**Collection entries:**
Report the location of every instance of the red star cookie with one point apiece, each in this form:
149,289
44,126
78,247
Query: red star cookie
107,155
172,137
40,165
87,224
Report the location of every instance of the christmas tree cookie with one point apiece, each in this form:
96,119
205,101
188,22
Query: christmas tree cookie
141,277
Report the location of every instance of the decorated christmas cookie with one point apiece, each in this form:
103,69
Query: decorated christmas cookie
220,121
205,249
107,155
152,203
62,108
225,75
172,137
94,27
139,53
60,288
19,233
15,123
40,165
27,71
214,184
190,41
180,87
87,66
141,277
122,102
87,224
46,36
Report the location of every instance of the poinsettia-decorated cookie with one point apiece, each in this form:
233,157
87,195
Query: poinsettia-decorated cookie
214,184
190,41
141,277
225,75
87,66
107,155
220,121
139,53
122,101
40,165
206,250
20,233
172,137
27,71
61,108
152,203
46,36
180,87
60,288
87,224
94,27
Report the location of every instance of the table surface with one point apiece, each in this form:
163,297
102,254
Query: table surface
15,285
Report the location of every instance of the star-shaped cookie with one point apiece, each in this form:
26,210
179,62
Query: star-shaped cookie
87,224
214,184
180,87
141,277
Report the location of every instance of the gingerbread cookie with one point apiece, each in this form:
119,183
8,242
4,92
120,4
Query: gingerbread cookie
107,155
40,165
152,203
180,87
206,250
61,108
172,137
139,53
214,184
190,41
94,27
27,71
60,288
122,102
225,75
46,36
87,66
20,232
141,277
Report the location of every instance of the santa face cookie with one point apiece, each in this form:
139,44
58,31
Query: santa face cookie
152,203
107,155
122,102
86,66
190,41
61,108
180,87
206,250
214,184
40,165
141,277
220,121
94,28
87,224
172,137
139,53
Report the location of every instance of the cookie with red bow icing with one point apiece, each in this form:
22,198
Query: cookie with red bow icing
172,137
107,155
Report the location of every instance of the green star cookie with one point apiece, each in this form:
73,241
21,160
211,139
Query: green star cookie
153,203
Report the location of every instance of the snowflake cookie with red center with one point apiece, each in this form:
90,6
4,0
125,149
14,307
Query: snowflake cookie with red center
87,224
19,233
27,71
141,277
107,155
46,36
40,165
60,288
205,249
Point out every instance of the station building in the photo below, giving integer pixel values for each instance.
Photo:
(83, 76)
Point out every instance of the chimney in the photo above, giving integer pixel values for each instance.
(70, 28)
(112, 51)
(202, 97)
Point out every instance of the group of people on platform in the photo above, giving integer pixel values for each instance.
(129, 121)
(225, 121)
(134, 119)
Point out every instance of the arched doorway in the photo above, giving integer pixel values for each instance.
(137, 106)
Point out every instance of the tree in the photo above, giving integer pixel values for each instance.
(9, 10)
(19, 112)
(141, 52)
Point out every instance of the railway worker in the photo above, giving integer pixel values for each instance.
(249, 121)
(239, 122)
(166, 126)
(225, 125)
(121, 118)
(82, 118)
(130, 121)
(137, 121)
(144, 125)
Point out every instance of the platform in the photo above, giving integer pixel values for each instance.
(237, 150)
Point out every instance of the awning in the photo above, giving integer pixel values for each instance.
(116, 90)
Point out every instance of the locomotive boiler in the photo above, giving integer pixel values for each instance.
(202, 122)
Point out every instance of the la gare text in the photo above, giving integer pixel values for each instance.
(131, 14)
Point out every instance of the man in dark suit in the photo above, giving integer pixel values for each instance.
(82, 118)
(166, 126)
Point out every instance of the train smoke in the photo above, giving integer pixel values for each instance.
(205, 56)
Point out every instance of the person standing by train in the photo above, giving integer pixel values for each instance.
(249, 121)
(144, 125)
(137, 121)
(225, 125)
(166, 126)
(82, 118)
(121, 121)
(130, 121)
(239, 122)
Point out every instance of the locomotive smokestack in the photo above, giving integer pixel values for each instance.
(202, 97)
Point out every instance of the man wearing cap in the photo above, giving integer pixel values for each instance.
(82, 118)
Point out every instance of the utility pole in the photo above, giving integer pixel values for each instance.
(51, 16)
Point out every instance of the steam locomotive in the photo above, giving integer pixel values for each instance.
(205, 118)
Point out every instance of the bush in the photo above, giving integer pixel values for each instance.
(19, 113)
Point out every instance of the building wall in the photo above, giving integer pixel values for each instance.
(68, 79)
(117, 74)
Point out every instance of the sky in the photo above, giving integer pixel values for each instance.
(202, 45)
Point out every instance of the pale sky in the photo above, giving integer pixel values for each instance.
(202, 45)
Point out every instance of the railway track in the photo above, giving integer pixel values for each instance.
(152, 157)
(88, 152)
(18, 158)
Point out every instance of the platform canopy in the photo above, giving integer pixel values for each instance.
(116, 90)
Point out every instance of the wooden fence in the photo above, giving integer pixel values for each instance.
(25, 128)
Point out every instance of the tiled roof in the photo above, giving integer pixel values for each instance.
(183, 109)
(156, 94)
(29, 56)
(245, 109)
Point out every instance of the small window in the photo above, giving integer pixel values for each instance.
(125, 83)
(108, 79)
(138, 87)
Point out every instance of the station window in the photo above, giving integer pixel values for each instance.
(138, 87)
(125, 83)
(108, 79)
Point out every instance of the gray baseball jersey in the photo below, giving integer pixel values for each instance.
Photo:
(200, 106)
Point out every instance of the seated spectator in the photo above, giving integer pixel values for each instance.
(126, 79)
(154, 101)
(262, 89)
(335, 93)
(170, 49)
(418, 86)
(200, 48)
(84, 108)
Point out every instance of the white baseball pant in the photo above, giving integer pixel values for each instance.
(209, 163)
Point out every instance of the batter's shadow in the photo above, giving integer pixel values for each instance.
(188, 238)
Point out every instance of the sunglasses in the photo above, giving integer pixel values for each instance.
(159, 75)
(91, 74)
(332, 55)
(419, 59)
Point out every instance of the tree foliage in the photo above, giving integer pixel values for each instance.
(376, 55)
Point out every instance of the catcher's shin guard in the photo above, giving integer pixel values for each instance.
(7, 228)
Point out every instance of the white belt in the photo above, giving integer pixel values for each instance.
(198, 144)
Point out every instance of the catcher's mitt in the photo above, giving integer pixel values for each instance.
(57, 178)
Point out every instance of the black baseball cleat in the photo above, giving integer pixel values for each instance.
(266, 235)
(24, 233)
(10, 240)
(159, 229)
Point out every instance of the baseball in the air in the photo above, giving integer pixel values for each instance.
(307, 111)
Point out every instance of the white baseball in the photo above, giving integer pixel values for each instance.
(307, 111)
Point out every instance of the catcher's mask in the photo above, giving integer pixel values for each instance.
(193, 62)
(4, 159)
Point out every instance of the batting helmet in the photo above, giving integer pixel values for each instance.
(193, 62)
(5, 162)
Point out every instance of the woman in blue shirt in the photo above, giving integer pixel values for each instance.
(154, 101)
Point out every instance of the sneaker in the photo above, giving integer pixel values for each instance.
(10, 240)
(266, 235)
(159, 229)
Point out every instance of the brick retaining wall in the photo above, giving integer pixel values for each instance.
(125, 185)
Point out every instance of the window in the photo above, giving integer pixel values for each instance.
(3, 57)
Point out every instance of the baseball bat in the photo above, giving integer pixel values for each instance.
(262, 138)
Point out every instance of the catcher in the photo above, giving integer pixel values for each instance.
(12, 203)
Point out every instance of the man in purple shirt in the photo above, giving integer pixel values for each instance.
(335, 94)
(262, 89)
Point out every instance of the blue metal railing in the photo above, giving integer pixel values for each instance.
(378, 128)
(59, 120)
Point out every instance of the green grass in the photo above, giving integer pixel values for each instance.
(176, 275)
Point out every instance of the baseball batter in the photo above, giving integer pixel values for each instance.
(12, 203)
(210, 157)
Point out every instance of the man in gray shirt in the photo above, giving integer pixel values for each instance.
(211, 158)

**Work to be completed:**
Locate the word "below" in the records above, and return each line that has it.

**Finished task:**
Point out every instance of the station building in the photo below, giving integer pixel values for each instance.
Point out every instance of the gray baseball jersey in the photo below, giving integer pixel values for each instance.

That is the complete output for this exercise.